◆ Assignment
Ignoring every picture, transcribe the data in full as it stands.

[Dataset entries]
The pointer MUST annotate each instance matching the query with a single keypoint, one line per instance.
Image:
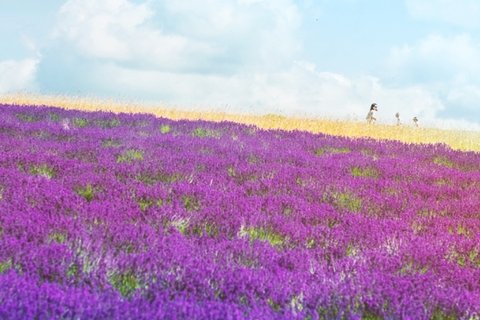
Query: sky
(305, 58)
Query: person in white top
(415, 121)
(371, 114)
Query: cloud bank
(247, 56)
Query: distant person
(415, 121)
(371, 114)
(397, 115)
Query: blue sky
(313, 58)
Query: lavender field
(129, 216)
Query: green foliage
(439, 314)
(364, 172)
(80, 122)
(231, 171)
(203, 133)
(344, 201)
(111, 143)
(5, 266)
(181, 224)
(274, 305)
(262, 234)
(108, 123)
(191, 203)
(165, 128)
(42, 170)
(72, 271)
(57, 237)
(86, 192)
(153, 178)
(145, 203)
(126, 283)
(369, 315)
(130, 155)
(443, 161)
(324, 150)
(27, 117)
(54, 117)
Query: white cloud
(201, 37)
(242, 53)
(437, 56)
(298, 91)
(17, 75)
(448, 67)
(463, 13)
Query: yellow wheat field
(461, 140)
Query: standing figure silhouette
(371, 114)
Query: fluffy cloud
(182, 36)
(242, 55)
(462, 13)
(449, 67)
(437, 57)
(17, 75)
(300, 90)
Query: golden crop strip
(457, 139)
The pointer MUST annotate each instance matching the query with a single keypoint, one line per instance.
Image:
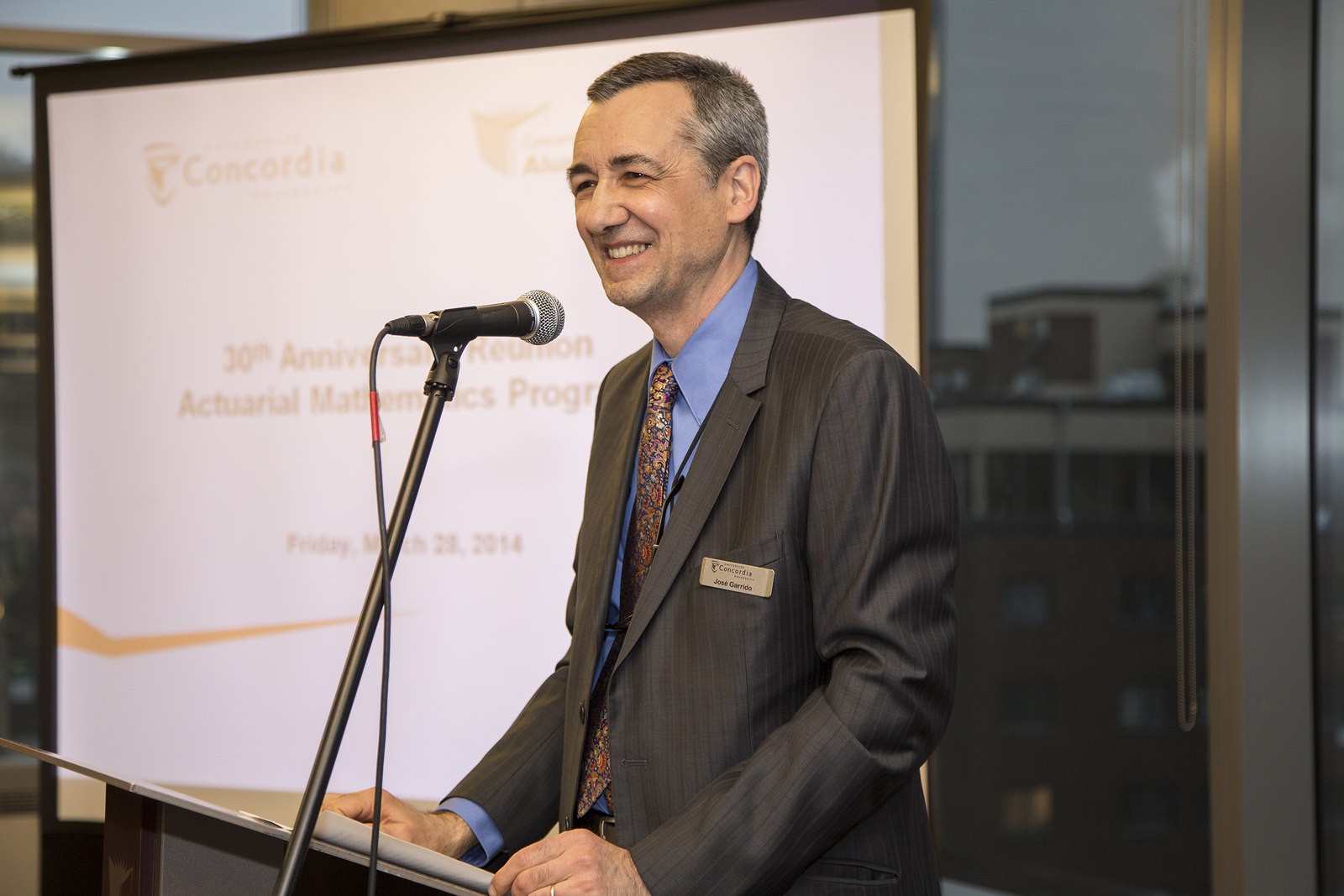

◆ Your response
The pointer MUST annotate each instance matching the query with a single keypoint, one line per instance.
Image:
Query: sky
(305, 58)
Query: person in white top
(415, 121)
(371, 114)
Query: cloud bank
(247, 56)
Query: distant person
(415, 121)
(371, 114)
(397, 115)
Query: blue sky
(313, 58)
Query: lavender field
(129, 216)
Query: green foliage
(439, 314)
(364, 172)
(80, 122)
(231, 171)
(203, 133)
(344, 201)
(111, 143)
(5, 266)
(181, 224)
(274, 305)
(262, 234)
(108, 123)
(191, 203)
(165, 128)
(42, 170)
(72, 271)
(57, 237)
(86, 192)
(153, 178)
(145, 203)
(126, 283)
(369, 315)
(130, 155)
(443, 161)
(324, 150)
(27, 117)
(54, 117)
Query: white cloud
(201, 37)
(242, 53)
(437, 56)
(298, 91)
(17, 75)
(448, 67)
(463, 13)
Query: yellow wheat field
(461, 140)
Query: standing figure silhouette
(371, 114)
Query: fluffy cloud
(182, 36)
(242, 55)
(462, 13)
(449, 67)
(437, 57)
(17, 75)
(300, 90)
Query: golden crop strip
(457, 139)
The pointer MUST annotate each instance matching the query with a single keypoint, one line per instance.
Image:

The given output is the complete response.